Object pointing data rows
>>>>>

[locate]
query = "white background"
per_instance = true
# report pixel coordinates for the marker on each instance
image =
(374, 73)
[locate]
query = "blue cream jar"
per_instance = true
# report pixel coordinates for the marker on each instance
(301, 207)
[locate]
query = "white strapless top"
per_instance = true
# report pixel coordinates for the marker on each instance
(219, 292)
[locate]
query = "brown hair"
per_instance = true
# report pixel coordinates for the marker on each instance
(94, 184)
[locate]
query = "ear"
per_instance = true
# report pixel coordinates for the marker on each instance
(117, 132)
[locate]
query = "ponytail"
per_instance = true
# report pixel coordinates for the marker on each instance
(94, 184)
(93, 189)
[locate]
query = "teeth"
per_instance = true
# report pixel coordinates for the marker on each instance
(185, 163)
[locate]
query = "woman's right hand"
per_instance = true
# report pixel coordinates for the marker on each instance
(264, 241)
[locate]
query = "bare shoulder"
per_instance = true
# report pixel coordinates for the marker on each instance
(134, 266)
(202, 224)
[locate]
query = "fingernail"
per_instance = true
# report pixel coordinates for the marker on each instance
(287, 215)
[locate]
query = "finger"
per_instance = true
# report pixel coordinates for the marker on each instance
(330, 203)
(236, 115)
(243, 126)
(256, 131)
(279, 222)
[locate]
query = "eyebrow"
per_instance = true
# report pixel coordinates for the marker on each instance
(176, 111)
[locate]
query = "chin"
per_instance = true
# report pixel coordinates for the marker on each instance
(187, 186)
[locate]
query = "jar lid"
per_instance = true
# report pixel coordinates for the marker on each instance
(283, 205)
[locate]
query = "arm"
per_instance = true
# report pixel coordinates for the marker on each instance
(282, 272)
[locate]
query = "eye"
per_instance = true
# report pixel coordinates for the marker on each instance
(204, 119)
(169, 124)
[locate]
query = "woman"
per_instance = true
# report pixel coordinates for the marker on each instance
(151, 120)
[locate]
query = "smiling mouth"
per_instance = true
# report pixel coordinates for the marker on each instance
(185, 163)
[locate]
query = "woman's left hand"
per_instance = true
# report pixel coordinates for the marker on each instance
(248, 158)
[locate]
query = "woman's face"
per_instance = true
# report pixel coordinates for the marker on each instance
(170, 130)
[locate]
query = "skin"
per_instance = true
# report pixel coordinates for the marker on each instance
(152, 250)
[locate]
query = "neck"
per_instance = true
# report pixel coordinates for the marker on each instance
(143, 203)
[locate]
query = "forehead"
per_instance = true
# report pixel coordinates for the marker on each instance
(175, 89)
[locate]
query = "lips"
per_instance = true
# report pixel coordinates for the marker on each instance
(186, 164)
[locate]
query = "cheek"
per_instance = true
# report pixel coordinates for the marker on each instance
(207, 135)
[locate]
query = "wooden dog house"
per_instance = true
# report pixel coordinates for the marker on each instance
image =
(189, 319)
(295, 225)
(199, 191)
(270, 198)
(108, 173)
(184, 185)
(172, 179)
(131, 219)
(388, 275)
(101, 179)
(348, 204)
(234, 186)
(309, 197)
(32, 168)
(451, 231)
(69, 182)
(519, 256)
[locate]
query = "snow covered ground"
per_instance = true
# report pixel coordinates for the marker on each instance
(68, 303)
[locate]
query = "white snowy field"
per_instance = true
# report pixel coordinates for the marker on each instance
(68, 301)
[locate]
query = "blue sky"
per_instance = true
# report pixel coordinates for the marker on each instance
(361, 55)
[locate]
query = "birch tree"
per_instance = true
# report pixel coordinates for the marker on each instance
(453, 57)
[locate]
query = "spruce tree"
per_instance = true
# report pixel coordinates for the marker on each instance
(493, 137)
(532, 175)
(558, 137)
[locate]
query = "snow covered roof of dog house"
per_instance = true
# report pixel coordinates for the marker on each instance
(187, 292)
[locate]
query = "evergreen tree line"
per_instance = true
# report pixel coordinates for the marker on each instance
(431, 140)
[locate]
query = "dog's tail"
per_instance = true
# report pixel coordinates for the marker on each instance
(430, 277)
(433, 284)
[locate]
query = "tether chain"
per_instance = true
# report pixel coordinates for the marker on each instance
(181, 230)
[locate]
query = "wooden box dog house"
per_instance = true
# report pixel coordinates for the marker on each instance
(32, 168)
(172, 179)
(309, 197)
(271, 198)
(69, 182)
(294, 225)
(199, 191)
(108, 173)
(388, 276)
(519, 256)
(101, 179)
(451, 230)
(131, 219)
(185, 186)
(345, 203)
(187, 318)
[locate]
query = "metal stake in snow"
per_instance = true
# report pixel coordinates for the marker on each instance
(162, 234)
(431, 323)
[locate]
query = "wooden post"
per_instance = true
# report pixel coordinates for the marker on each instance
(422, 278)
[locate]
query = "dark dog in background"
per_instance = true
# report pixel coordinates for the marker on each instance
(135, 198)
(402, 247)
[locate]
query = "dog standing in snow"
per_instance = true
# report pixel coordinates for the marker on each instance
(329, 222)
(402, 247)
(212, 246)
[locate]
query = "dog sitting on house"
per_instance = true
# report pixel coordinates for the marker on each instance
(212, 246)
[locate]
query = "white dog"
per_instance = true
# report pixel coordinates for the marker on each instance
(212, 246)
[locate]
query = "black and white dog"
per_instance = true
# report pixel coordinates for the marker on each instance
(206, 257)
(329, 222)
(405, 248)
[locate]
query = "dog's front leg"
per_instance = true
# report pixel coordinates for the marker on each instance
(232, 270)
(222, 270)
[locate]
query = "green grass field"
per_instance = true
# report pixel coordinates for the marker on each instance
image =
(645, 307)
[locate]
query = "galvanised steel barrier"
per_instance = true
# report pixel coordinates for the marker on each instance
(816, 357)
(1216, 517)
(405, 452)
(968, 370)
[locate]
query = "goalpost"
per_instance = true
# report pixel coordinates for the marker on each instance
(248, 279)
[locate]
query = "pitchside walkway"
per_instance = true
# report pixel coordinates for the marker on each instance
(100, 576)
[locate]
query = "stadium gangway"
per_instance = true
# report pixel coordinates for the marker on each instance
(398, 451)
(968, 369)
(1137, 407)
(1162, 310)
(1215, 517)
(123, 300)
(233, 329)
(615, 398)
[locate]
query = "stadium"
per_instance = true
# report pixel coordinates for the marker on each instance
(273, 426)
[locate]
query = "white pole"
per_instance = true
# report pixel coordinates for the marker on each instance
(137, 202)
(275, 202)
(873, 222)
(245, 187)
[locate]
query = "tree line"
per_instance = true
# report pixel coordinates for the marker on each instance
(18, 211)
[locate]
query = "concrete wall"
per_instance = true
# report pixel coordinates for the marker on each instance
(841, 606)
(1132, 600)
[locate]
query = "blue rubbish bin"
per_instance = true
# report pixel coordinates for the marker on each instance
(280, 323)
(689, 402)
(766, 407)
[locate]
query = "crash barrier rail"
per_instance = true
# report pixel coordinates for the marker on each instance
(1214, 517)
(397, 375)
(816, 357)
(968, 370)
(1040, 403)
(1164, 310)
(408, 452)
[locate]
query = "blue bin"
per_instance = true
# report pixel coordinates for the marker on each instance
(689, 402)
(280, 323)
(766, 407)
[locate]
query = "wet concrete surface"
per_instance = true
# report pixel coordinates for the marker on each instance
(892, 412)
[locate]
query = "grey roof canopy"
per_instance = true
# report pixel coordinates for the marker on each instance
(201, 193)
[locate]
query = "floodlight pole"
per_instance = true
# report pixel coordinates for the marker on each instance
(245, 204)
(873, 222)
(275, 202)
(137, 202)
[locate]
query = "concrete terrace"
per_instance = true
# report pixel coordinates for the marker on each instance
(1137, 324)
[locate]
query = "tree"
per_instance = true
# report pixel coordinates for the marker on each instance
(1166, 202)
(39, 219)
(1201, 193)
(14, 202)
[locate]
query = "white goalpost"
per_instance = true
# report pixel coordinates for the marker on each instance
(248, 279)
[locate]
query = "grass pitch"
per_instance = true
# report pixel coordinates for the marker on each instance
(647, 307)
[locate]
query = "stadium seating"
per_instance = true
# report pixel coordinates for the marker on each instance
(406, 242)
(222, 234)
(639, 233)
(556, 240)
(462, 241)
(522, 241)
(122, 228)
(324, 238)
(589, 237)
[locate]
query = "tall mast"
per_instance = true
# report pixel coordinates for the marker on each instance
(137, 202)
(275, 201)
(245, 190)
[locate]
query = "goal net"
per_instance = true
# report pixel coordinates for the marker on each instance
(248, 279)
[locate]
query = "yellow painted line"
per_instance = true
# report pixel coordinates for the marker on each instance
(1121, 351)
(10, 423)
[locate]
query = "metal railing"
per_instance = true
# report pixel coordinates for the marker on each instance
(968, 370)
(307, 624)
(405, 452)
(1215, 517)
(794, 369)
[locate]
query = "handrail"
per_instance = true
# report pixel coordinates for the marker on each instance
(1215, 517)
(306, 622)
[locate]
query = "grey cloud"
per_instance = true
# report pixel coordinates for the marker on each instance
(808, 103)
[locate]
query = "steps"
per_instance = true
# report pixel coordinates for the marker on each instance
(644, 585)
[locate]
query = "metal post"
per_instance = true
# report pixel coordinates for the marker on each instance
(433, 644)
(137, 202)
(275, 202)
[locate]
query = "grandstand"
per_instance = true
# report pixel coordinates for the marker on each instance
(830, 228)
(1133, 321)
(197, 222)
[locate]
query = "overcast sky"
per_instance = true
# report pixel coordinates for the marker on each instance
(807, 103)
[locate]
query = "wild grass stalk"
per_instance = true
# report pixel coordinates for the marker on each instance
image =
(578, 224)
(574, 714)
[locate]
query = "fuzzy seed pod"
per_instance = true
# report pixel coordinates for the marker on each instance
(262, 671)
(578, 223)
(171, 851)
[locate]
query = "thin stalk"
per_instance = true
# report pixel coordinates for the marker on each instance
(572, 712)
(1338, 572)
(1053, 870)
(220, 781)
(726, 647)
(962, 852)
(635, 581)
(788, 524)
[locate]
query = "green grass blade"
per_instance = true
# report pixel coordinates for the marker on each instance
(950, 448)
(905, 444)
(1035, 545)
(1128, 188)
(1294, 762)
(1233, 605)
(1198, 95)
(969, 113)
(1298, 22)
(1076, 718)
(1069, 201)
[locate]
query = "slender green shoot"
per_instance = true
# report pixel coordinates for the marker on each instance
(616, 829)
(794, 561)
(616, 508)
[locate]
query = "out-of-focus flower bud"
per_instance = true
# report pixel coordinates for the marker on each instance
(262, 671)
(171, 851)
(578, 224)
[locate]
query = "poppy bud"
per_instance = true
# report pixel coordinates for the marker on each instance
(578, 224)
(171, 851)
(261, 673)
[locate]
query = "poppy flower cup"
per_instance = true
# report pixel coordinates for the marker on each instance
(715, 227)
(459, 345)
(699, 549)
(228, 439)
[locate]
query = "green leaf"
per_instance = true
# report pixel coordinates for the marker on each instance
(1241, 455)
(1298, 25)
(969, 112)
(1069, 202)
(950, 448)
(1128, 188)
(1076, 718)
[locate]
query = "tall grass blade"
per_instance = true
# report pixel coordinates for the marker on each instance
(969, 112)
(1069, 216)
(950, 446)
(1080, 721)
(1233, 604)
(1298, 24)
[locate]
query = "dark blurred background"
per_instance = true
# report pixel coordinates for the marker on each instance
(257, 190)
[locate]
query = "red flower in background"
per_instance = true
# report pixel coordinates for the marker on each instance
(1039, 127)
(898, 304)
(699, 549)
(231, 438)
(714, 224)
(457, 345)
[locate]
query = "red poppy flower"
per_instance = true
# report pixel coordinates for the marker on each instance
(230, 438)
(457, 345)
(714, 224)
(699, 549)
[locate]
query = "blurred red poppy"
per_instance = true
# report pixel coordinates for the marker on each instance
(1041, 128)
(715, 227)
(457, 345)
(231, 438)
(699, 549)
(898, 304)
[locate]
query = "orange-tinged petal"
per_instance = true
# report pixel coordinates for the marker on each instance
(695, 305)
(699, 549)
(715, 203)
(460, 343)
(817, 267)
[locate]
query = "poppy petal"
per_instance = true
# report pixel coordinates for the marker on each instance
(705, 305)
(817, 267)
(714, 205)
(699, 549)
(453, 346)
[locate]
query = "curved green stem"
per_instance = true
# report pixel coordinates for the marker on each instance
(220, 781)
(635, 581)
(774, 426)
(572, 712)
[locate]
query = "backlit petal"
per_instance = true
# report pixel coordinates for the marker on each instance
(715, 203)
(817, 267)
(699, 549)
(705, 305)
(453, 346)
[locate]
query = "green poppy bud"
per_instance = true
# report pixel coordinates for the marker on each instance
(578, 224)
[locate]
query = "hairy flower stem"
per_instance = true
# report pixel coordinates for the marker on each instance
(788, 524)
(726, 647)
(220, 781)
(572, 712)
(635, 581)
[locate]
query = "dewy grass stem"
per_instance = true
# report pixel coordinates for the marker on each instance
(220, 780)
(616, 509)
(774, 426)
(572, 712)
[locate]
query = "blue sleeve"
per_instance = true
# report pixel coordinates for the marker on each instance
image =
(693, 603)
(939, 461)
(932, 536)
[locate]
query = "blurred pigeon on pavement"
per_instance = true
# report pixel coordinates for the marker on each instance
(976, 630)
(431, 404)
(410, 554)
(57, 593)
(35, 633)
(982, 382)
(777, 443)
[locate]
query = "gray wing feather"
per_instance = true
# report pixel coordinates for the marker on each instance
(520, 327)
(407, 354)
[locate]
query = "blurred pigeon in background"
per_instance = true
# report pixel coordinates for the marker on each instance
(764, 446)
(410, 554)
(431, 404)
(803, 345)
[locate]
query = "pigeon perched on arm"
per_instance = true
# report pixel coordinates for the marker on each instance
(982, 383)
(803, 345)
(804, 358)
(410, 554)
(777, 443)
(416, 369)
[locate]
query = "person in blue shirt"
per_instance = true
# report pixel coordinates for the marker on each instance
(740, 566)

<<<<<

## What is required
Pull out every line of the data above that contains the string "covered", copying each one in full. Case counts.

## Result below
query = "snow covered ground"
query = "snow covered roof of dog house"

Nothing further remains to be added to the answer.